Lista de tarefas.
#1 Quem são os diretores do filme apresentado no texto sobre Onda Nova?
#2 Continue o texto sobre o filme Onda Nova a partir da última frase apresentada.

Texto de leitura.

■ ■ ■

O Brasil atravessava a redemocratização na década de 1980, desarticulando instrumentos autoritários da ditadura civil-militar. A censura foi um dos mecanismos que esteve sob o alvo da distensão, porém se engana quem pensa que ela foi rapidamente desmobilizada. A interdição de assuntos políticos que, supostamente ameaçam a segurança nacional, pode ter sido enfraquecida. O mesmo não pode ser dito acerca da interdição moral a obras que “feriam os bons costumes”. A restauração de ONDA NOVA (originalmente, “Onda nova: Gayvotas Futebol Clube“) para exibição nos cinemas em 2025 é uma forma de restaurar também a história do país e do cinema brasileiro e a liberdade transgressora de outros tempos.

(© Vitrine Filmes / Divulgação)

Em 1983, um time de futebol feminino é formado em plena ditadura. Aquele era o primeiro ano de regulamentação do esporte para as mulheres no país, após quarenta anos de banimento. As jogadoras recebem o apoio de atletas renomados da época, como Wladimir e Casagrande, enquanto se preparam para os jogos amistosos marcados. O mais importante entre eles é o confronto com a seleção italiana. Paralelamente, elas lidam com os preconceitos de uma sociedade conservadora e com seus próprios conflitos pessoais e familiares.

No ano de seu lançamento, o filme foi censurado pelo regime e não é difícil perceber as alegações dos censores para vetar a exibição em face do autoritarismo político e do reacionarismo comportamental. Os diretores Icaro C. Martins e José Antonio Garcia criam uma comédia erótica e anárquica que, pode não ser associada tradicionalmente às pornochanchadas, mas divide com elas o estilo de produção similar no polo cinematográfico independente da Boca do Lixo. A própria construção narrativa também demonstra essa aproximação, já que não se trata de uma trama convencional preocupada em desenvolver seus eventos de modo lógico. A liberdade moral e sexual dos personagens se reflete na condução da obra, pois salta de um núcleo a outro descompromissadamente, lida com questões complexas sob a chave do humor provocativo e questiona o conservadorismo das imagens consideradas aceitáveis ou não.

■ ■ ■

Informações fornecidas.
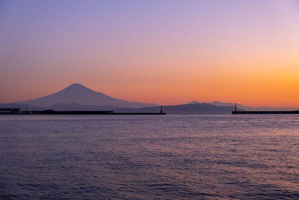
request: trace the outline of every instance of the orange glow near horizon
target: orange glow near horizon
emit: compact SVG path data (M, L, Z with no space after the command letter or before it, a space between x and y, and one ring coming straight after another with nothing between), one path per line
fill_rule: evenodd
M299 107L299 3L271 2L8 2L0 103L77 83L161 105Z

■ ■ ■

Respostas por tarefa.
#1 Icaro C. Martins e José Antonio Garcia.

#2
O elemento “subversivo” que se destaca nos primeiros minutos é a representação do futebol, distante de qualquer caracterização retrógrada do esporte praticado apenas para homens. A prática da modalidade é naturalizada para as mulheres, ou melhor, é flexibilizada para identidades de gênero cambiantes. A mãe de Lili a proíbe de jogar por supostamente ser uma atividade masculinizante. Em contraste, atletas reais do Corinthians, Casagrande e Wladimir, jogam com o time da Gayvotas vestidos com roupas femininas. Além disso, os cineastas trabalham de forma frontal o caráter sensual que pode haver no futebol em função da importância do corpo para os jogadores e para as dinâmicas pré e pós-jogo. Nesse sentido, a câmera revela sem tabus a nudez feminina e masculina nos vestiários sem objetificar nenhuma delas. Os corpos são retratados em sua espontaneidade, podendo evidenciar o erotismo dos homens na sequência em que jogadores participam do programa do Chacrinha ou simplesmente dar conta das características físicas naturais dos indivíduos.

De acordo com a encenação da nudez, a narrativa igualmente naturaliza outras questões que despertam temores do moralismo intolerante brasileiro. As relações sexuais e as distintas orientações da sexualidade se sucedem dentro da perspectiva da liberdade e da diversidade de corpos. As várias sequências de sexo, heterossexuais ou homossexuais, dialogam com a pornochanchada ao abraçar o prazer e o humor nas situações em que os personagens se envolvem. Os conflitos específicos de cada um deles simbolizam as diferenças geracionais sentidas por uma juventude marcada pela rebeldia da contracultura dos anos 1960. Lili, vivida por Cristina Mutarelli, tem um embate com a mãe sobre poder ou não jogar futebol, algo contrastado com os papeis sociais de gênero naquela família. Rita, interpretada por Carla Camurati, sofre com a pressão da monogamia mesmo sendo uma jovem de personalidade livre. E Neneca, vivida por Neide Santos, lida com os obstáculos para a manutenção do time acusado de atitudes lascivas e consumo de drogas.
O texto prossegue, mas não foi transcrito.